## Source document
▼▼▼

# 3. Cassandra to Arrow

We use some code from the Cassandra server to read the SSTable, but instead of de/serializing to/from CQL, we use an [Arrow IPC stream](http://arrow.apache.org/), which is stored in a columnar format and better suited for analytics.

Data transformations:

1. SSTable on disk
2. Deserialized into Java Object in C* server
3. Client makes request to server (not to C* DB)
4. Data serialized via Arrow IPC stream
5. Sent across network
6. Arrow IPC stream received by client
7. Transformed into Arrow Table / cuDF

**Pros:**
- doesn't make request to the main Cassandra DB, which lessens the load and allows for other operations to run
- less de/serialization involved using the Arrow IPC stream

**Cons:**
- don't want to have to start Cassandra or use the JVM
- complex architecture

In [None]:
import pyarrow as pa
# my local computer doesn't have cudf installed
# import cudf
import socket

HOST = '127.0.0.1'
PORT = 9143

In [None]:
# read data from socket
def fetch_data():
    with socket.socket(socket.AF_INET, socket.SOCK_STREAM) as s:
        s.connect((HOST, PORT))
        s.sendall(b'hello world\n')
        data = b''
        while True:
            newdata = s.recv(1024)
            if not newdata:
                break
            data += newdata
    return data

In [None]:
buffer = fetch_data()
reader = pa.ipc.open_stream(buffer)
arrow_table = reader.read_all()
arrow_table.to_pandas() # for visualization

▲▲▲

## Extracted data
▼▼▼

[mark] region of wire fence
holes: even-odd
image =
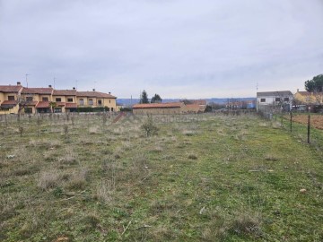
[[[258,110],[262,117],[275,122],[299,142],[310,144],[323,154],[323,115]]]

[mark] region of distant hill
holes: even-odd
[[[204,100],[206,100],[206,103],[217,103],[217,104],[224,104],[228,101],[228,99],[235,99],[235,100],[256,100],[256,98],[223,98],[223,99],[217,99],[217,98],[212,98],[212,99],[201,99]],[[139,99],[117,99],[118,104],[122,104],[126,107],[131,107],[136,103],[139,103]],[[162,99],[162,102],[175,102],[179,101],[179,99]]]

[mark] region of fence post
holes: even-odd
[[[308,119],[308,143],[310,143],[310,115],[309,114],[309,119]]]
[[[282,116],[281,123],[282,123],[282,127],[283,127],[283,108],[282,108],[282,114],[281,114],[281,116]]]

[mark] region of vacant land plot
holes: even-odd
[[[145,119],[3,119],[0,241],[323,240],[316,149],[256,116]]]

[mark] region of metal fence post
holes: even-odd
[[[310,115],[309,114],[309,119],[308,119],[308,143],[310,143]]]

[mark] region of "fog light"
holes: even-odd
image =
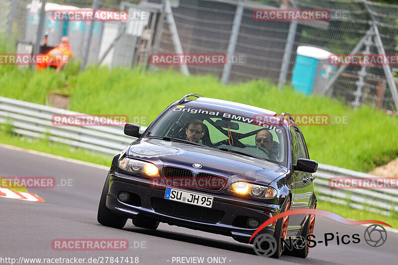
[[[128,193],[124,191],[119,192],[118,197],[119,197],[119,199],[122,201],[127,201],[128,200]]]
[[[247,225],[250,228],[257,228],[258,227],[259,223],[258,219],[257,218],[249,218],[247,220]]]

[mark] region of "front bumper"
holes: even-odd
[[[232,237],[247,243],[256,228],[244,227],[241,221],[246,217],[257,218],[261,225],[279,213],[281,205],[253,202],[223,194],[195,190],[214,197],[211,209],[164,199],[165,189],[151,187],[149,180],[113,172],[106,198],[106,207],[111,211],[134,219],[150,217],[171,225],[177,225]],[[120,191],[130,193],[133,201],[123,202],[117,198]],[[273,233],[274,226],[262,233]]]

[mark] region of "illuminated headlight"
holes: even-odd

▲▲▲

## The tasks
- A) Reproduce verbatim the passage of the Cassandra-to-Arrow notes between "HOST = '127.0.0.1'" and "s.sendall(b'hello world\n')", inclusive.
- B) Summarize the Cassandra-to-Arrow notes in three sentences.

## Correct answers
- A)
HOST = '127.0.0.1'
PORT = 9143

In [None]:
# read data from socket
def fetch_data():
    with socket.socket(socket.AF_INET, socket.SOCK_STREAM) as s:
        s.connect((HOST, PORT))
        s.sendall(b'hello world\n')

- B) The approach uses Cassandra server code to read an SSTable, but instead of de/serializing through CQL it sends the data as an Arrow IPC stream, a columnar format better suited for analytics. This avoids requests to the main Cassandra DB, which lessens its load, and involves less de/serialization, though it still requires starting Cassandra or using the JVM and has a complex architecture. The accompanying code fetches data from a socket and reads the stream into an Arrow table, which is converted to pandas for visualization.